» **Your task**: Copy out the data that follows exactly, leaving out no line.

» **Task input**:
/---
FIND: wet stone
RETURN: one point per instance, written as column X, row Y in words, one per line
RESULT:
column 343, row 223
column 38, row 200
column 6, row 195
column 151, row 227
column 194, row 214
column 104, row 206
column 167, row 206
\---
» **Response**:
FIND: wet stone
RETURN: one point per instance, written as column X, row Y in words, one per line
RESULT:
column 343, row 223
column 38, row 200
column 6, row 195
column 151, row 227
column 194, row 214
column 104, row 206
column 167, row 206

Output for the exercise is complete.